***** Text segment *****

You can also specify _continuous_ color values by using a [gradient](http://ggplot2.tidyverse.org/reference/scale_gradient.html) scale, or [manually](http://ggplot2.tidyverse.org/reference/scale_manual.html) specify the colors you want to use as a _named vector_.
### Coordinate Systems
The next term from the _Grammar of Graphics_ that can be specified is the **coordinate system**. As with **scales**, coordinate systems are specified with functions (that all start with **`coord_`**) and are added to a `ggplot`. There are a number of different possible [coordinate systems](http://ggplot2.tidyverse.org/reference/index.html#section-coordinate-systems) to use, including:
- **`coord_cartesian`** the default [cartesian coordinate](https://en.wikipedia.org/wiki/Cartesian_coordinate_system) system, where you specify `x` and `y` values.
- **`coord_flip`** a cartesian system with the `x` and `y` flipped
- **`coord_fixed`** a cartesian system with a "fixed" aspect ratio (e.g., 1.78 for a "widescreen" plot)
- **`coord_polar`** a plot using [polar coordinates](https://en.wikipedia.org/wiki/Polar_coordinate_system)

***** Provided information *****

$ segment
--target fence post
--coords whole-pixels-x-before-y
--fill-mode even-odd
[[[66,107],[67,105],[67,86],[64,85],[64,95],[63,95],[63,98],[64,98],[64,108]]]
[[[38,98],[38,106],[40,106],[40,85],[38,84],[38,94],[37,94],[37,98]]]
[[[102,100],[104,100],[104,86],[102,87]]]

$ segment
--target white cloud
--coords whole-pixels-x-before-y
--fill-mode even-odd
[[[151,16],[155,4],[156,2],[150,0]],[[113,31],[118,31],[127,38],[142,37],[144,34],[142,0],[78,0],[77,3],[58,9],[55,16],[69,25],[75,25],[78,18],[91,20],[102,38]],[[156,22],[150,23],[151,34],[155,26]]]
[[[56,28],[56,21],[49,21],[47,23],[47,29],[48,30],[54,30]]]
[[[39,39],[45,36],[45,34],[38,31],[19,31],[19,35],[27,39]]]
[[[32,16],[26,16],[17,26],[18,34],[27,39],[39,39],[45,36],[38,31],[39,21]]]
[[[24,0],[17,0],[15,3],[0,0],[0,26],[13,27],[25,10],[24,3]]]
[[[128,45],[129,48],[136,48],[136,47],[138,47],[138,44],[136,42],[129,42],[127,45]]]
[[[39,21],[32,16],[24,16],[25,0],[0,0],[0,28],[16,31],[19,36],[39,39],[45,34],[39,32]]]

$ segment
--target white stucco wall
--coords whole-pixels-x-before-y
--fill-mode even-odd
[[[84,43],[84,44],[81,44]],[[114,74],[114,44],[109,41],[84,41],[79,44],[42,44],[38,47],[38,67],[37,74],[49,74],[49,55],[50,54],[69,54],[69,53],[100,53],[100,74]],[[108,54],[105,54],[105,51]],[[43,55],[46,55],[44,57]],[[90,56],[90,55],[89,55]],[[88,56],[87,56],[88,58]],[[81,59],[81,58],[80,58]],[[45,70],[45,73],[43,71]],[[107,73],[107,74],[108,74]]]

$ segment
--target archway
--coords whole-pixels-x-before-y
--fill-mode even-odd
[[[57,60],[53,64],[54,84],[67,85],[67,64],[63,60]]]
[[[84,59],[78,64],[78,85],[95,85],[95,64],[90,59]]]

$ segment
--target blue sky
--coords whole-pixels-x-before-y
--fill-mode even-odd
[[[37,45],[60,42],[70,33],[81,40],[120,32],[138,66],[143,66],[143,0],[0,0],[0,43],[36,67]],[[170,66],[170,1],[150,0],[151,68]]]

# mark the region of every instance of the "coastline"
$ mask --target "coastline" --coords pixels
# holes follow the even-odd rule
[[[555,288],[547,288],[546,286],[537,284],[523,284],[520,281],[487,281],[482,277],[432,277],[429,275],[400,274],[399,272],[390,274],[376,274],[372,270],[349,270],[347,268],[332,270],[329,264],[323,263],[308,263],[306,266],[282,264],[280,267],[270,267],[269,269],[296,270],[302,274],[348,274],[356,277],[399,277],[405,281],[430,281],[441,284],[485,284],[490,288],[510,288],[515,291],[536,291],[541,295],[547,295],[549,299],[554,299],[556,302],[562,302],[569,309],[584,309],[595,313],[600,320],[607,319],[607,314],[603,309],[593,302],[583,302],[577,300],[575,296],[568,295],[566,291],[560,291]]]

*****

### Problem
Copy out the ggplot2 coordinate systems passage word for word, from start to finish.

### Output of the exercise
You can also specify _continuous_ color values by using a [gradient](http://ggplot2.tidyverse.org/reference/scale_gradient.html) scale, or [manually](http://ggplot2.tidyverse.org/reference/scale_manual.html) specify the colors you want to use as a _named vector_.
### Coordinate Systems
The next term from the _Grammar of Graphics_ that can be specified is the **coordinate system**. As with **scales**, coordinate systems are specified with functions (that all start with **`coord_`**) and are added to a `ggplot`. There are a number of different possible [coordinate systems](http://ggplot2.tidyverse.org/reference/index.html#section-coordinate-systems) to use, including:
- **`coord_cartesian`** the default [cartesian coordinate](https://en.wikipedia.org/wiki/Cartesian_coordinate_system) system, where you specify `x` and `y` values.
- **`coord_flip`** a cartesian system with the `x` and `y` flipped
- **`coord_fixed`** a cartesian system with a "fixed" aspect ratio (e.g., 1.78 for a "widescreen" plot)
- **`coord_polar`** a plot using [polar coordinates](https://en.wikipedia.org/wiki/Polar_coordinate_system)